__Provided material__.
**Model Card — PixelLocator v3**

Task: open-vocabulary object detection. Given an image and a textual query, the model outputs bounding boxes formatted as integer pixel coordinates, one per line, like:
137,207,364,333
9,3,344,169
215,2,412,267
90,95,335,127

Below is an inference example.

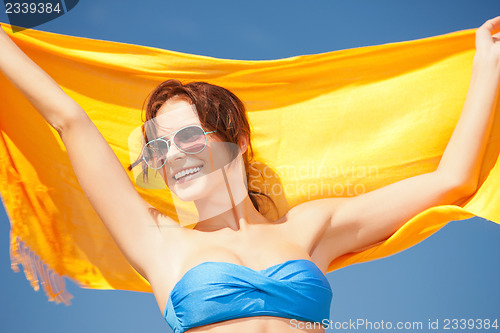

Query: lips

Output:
172,165,203,183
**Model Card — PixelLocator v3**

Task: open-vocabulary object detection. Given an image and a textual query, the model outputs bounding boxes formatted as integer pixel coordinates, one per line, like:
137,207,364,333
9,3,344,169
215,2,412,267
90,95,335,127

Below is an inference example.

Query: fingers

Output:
476,16,500,48
478,16,500,35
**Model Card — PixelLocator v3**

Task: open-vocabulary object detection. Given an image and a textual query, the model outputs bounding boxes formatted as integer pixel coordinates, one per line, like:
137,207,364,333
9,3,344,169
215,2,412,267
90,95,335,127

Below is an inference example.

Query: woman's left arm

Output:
437,16,500,190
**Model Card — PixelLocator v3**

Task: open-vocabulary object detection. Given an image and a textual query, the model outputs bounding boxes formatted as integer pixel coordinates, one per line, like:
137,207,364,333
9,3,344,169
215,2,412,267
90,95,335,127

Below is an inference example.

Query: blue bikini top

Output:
164,259,333,333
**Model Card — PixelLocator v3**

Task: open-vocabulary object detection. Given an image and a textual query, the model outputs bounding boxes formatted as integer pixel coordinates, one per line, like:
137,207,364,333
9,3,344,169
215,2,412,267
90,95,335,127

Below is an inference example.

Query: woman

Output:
0,17,500,332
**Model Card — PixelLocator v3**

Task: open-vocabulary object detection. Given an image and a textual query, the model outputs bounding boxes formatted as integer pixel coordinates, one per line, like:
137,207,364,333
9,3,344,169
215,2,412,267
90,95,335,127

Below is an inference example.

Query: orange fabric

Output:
0,23,500,302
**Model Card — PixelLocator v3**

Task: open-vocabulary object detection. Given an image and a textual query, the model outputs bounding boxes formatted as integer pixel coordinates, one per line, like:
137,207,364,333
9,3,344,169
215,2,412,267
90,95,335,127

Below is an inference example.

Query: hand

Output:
475,16,500,68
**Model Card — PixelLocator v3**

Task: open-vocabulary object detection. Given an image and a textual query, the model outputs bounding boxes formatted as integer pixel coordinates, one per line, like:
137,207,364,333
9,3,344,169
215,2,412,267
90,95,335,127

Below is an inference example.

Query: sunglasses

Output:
142,125,217,169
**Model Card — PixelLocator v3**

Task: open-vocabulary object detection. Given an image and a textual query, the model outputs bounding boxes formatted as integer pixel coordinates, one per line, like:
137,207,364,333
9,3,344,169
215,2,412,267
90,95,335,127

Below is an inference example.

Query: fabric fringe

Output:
10,237,73,305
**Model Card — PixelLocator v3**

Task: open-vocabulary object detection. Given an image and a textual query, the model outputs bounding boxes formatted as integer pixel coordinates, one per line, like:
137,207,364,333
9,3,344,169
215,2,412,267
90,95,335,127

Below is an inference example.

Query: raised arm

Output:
296,17,500,264
0,28,180,278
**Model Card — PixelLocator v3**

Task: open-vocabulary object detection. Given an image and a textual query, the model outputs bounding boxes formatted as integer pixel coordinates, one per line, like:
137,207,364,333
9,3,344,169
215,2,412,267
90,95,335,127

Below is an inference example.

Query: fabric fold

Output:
0,24,500,303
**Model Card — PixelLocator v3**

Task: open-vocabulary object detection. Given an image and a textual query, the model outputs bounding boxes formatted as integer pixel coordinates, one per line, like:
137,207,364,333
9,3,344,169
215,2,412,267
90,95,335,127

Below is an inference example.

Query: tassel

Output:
10,237,73,305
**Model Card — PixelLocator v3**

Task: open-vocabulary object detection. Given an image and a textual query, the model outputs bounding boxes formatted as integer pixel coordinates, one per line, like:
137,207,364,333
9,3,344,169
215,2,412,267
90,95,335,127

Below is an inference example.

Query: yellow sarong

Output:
0,25,500,303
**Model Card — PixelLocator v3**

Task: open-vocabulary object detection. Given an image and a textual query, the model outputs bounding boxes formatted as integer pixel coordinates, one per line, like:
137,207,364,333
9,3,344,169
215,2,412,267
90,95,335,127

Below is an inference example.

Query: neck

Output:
194,194,269,232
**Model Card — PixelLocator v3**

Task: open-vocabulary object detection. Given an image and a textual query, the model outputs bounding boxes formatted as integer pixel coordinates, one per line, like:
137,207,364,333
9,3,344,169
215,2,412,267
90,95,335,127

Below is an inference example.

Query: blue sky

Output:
0,0,500,333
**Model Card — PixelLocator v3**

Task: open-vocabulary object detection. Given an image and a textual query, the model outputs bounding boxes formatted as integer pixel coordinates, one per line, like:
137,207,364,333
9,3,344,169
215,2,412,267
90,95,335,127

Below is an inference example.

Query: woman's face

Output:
154,97,234,201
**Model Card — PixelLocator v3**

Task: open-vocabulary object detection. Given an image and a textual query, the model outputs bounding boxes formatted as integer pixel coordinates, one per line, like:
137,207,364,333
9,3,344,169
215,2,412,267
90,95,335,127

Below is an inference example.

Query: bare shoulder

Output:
279,198,349,256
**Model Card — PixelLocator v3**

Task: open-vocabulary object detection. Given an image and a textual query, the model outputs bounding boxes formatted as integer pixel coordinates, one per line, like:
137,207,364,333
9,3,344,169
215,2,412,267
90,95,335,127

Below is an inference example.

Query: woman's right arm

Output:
0,28,180,279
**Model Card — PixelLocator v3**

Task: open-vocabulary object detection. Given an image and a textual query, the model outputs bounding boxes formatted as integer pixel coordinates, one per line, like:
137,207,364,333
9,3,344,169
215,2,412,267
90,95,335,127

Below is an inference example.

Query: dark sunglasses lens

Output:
174,126,207,154
144,140,168,169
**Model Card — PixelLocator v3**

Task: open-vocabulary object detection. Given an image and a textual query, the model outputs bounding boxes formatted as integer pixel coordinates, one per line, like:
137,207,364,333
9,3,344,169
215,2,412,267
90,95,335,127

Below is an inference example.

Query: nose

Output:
166,142,186,162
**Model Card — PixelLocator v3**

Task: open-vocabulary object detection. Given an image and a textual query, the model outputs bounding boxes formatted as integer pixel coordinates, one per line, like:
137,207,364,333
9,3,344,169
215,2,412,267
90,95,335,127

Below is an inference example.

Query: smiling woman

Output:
0,7,500,333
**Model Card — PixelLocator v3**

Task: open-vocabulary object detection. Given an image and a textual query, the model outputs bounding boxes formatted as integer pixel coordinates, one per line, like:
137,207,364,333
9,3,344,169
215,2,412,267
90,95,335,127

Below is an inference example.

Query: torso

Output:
148,205,330,333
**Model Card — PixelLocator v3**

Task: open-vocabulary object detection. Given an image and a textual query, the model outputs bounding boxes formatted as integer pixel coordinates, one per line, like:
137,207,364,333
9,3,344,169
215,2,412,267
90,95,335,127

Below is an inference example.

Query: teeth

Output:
174,167,201,180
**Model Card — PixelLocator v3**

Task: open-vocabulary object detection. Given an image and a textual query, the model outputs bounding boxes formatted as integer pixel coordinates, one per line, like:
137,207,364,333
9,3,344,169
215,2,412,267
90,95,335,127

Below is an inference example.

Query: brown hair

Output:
128,79,275,210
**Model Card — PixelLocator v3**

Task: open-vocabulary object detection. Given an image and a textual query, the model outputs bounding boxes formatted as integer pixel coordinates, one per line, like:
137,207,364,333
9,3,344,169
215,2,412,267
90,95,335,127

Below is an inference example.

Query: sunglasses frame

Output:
142,125,217,170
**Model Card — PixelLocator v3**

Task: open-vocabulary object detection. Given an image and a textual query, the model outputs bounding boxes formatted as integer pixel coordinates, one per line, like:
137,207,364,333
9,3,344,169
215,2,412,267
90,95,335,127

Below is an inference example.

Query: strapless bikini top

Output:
164,259,333,333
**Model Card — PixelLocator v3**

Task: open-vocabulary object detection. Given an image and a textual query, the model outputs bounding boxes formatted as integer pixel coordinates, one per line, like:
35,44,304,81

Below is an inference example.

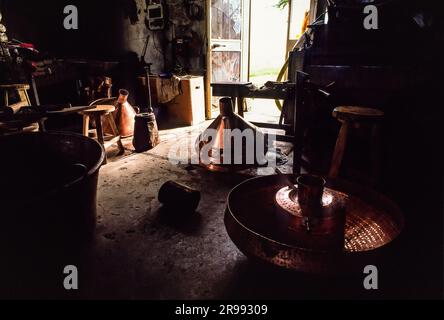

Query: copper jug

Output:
114,89,137,138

__Problem to work on__. Find every line in the items above that contains the word "bikini" and copy each one.

__Exercise solution__.
Query: blue bikini top
Query: strapless bikini top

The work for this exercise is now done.